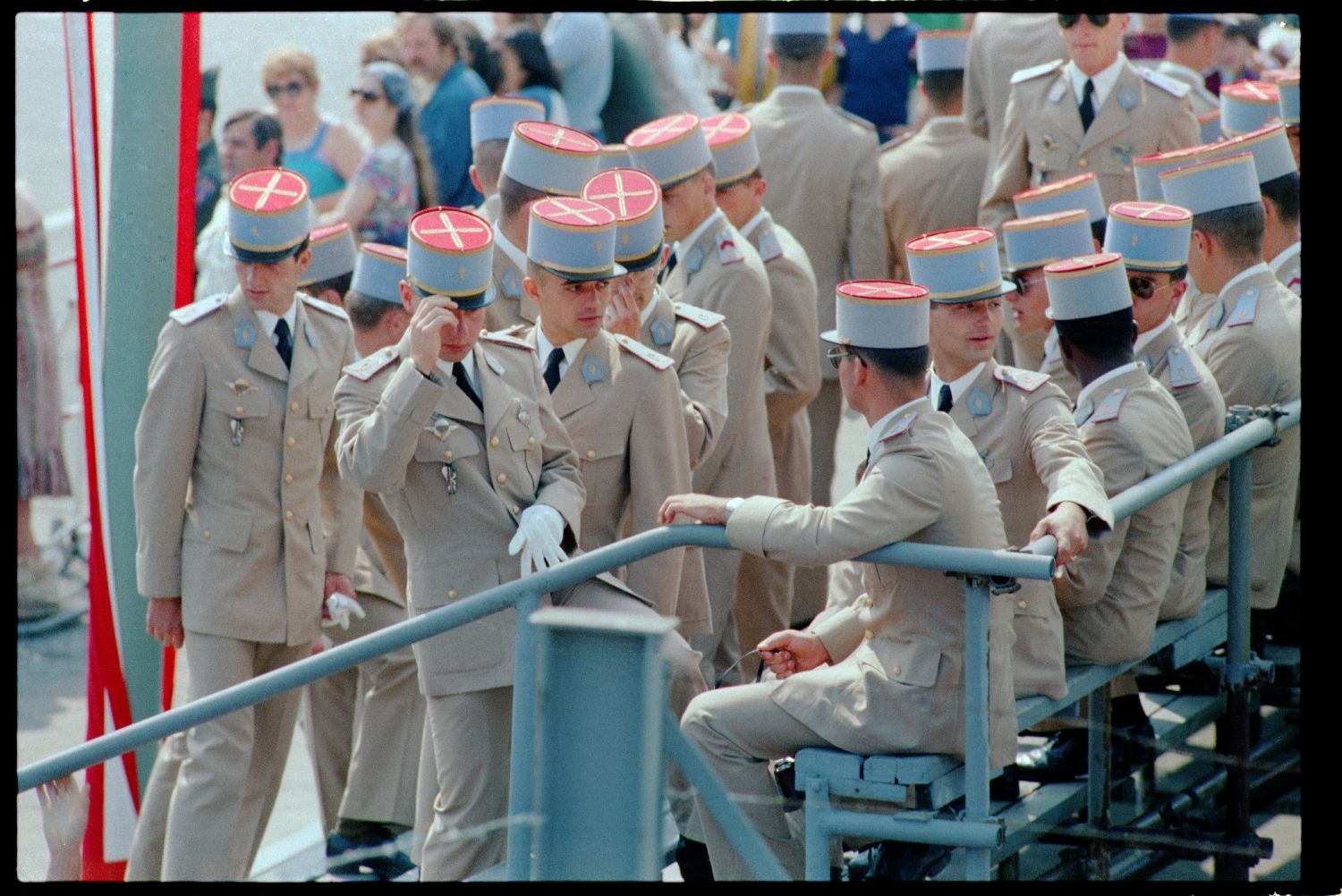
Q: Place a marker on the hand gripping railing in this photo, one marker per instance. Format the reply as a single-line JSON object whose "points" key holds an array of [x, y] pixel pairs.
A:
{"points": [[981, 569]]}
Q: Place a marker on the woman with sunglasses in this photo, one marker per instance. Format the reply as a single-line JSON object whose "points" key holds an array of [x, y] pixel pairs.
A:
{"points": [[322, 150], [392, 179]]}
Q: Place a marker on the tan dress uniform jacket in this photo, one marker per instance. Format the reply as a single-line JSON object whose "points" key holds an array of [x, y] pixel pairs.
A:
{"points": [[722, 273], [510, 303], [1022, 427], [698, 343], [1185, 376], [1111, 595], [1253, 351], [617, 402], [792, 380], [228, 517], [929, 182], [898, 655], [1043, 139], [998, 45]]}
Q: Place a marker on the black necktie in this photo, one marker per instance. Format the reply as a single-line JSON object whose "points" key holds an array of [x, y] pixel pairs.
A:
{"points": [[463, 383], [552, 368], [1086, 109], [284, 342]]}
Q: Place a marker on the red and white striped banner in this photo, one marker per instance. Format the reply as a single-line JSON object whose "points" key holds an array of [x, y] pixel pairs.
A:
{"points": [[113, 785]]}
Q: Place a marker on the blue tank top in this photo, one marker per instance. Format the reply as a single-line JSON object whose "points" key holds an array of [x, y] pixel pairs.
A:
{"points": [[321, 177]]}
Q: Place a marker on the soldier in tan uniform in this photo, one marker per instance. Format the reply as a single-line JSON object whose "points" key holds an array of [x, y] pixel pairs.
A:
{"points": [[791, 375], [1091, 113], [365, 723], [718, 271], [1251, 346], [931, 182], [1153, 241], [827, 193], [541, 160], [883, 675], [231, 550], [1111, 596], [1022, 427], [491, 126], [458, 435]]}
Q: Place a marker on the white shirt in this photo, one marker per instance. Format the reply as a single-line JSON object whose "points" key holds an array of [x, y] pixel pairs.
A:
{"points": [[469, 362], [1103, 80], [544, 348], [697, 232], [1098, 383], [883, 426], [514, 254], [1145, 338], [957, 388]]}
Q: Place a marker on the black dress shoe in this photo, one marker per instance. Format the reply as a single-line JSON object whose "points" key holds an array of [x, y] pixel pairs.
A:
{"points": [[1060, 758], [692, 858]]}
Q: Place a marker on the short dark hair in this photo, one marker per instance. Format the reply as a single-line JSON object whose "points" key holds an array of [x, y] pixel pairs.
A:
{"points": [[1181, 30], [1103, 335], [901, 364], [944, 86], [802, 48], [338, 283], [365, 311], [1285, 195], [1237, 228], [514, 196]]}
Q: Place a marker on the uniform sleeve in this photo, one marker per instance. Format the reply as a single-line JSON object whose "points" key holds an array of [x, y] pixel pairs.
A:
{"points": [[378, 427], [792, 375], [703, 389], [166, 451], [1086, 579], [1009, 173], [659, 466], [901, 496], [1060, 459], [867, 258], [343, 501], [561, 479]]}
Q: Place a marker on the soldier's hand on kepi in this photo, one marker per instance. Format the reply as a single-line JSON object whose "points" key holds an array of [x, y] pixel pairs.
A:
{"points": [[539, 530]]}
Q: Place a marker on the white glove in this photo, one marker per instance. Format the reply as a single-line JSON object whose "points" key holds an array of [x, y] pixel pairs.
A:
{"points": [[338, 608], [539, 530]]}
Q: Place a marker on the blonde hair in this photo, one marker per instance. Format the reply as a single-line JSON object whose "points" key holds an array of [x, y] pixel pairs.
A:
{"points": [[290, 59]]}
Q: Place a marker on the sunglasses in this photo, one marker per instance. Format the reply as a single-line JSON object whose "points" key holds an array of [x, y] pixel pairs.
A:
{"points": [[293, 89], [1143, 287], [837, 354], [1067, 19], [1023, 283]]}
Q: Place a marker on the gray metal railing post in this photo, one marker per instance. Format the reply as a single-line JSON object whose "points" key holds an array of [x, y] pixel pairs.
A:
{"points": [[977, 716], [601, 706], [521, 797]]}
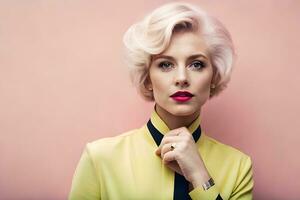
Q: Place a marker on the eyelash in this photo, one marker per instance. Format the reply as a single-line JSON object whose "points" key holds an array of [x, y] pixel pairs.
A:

WHAT TO PRODUCE
Reproduce the entries above without change, omitting all pictures.

FULL OUTPUT
Q: Place a marker on the hand gripping railing in this photo, one marker per instance. Format the reply as a single-line JSON object whose "points" key holds an array of [x, y] pixel pairs.
A:
{"points": [[981, 569]]}
Q: Place a marker on the woman with sunglasses in this photo, one marker per instance. Format the reply as a single-line JSON object whose "points" key holds an array of [x, y] pixel pairs.
A:
{"points": [[322, 150], [392, 179]]}
Q: Place a marker on the tan dress uniform jacket in this photo, one marker per instance. Format the reply as a single-line JSON object whose "points" key holds an array of [x, y] pixel pairs.
A:
{"points": [[722, 273], [510, 303], [1022, 427], [698, 343], [1185, 376], [1111, 595], [1253, 351], [617, 402], [792, 380], [228, 517], [929, 182], [898, 655], [1043, 139], [998, 45]]}
Q: Place a marker on the black necktie in this photo, one marker per instance. Format the reply as a single-line JSON object whose "points" key holds an array of [x, y] pixel pairs.
A:
{"points": [[463, 383], [552, 368], [1086, 109], [284, 342]]}
Q: Place a marker on the red and white striped banner in this photo, one marker per instance. Format the reply as a single-line JSON object whose "points" key holds an array of [x, y] pixel pairs.
A:
{"points": [[113, 785]]}
Q: Place a marker on the blue tank top in this photo, one marker per instance. Format the reply as a single-line JSON object whose "points" key holds an array of [x, y] pixel pairs.
A:
{"points": [[321, 177]]}
Q: Place a marker on the soldier in tan uniform in this photo, one marker per instance. Format the reply as a single-line JSON object whose "points" key holds an array of [x, y] pixel pairs.
A:
{"points": [[791, 375], [1091, 113], [365, 723], [718, 271], [1251, 346], [931, 182], [1153, 241], [827, 193], [541, 160], [883, 675], [231, 550], [1111, 596], [1022, 427], [491, 126], [458, 435]]}
Q: Place a marker on the white shirt in this photo, one marker per instance. Format the reply as a single-line JSON object whose "points" key holds an array of [x, y] pixel pairs.
A:
{"points": [[469, 362], [1103, 80], [544, 348], [697, 232], [1098, 383], [883, 426], [514, 254], [1145, 338], [957, 388]]}
Q: Place a marker on the black dress shoe in this photo, one marker per instance. Format the reply as a single-line JSON object whose "points" key holds an array of [x, y] pixel pairs.
A:
{"points": [[1060, 758], [692, 858]]}
Q: Place a marker on the short dark hair in this photo, one marker per instance. Format the reply as a single-line JSON object whose "points" key holds an array of [x, y] pixel pairs.
A:
{"points": [[1181, 30], [1103, 335], [901, 364], [944, 86], [802, 48], [338, 283], [365, 311], [1285, 195], [1237, 228], [514, 196]]}
Q: Place a marker on the uniform sleeve in this photo, one marker per instance. Format the reply as a single-line JSON object whose "points" key holds an array of [x, y] pixel pairs.
A:
{"points": [[378, 427], [792, 375], [703, 389], [166, 451], [1086, 579], [1009, 173], [659, 466], [901, 496], [1060, 459], [867, 258], [343, 501], [561, 479]]}
Q: Place a marker on the soldier's hand on kepi in this photo, one marker per instance. Format the reply as a single-line JSON object whose "points" key holds an array of [x, y] pixel pairs.
A:
{"points": [[539, 530]]}
Q: Place a marker on the white glove in this photo, one marker per instance. Format the reply as a single-line JSON object whose "points" key holds an array of [x, y] pixel pairs.
A:
{"points": [[338, 608], [539, 530]]}
Q: Place a marker on the blonde hair in this photo, one marker per instance. Format the reply as a single-line JSON object whose "points" key holds an array of [x, y] pixel pairs.
A:
{"points": [[290, 59]]}
Q: Place a marker on the sunglasses in this photo, one marker per instance. Format the reply as a single-line JSON object whose "points" key holds an array of [x, y] pixel pairs.
A:
{"points": [[293, 89], [1143, 287], [837, 354], [1067, 19], [1023, 283]]}
Q: Place a marker on the gray metal railing post in this photo, one marker per instance. Format the reply as a single-line JSON object whose "points" key holds an array of [x, y] pixel pairs.
A:
{"points": [[977, 716], [601, 706], [521, 797]]}
Q: Place a marker on the eyelash in this photo, one marker per instance. Format the reply as a single-line JSON object whose "points" key holds an array of [x, y] pixel pairs.
A:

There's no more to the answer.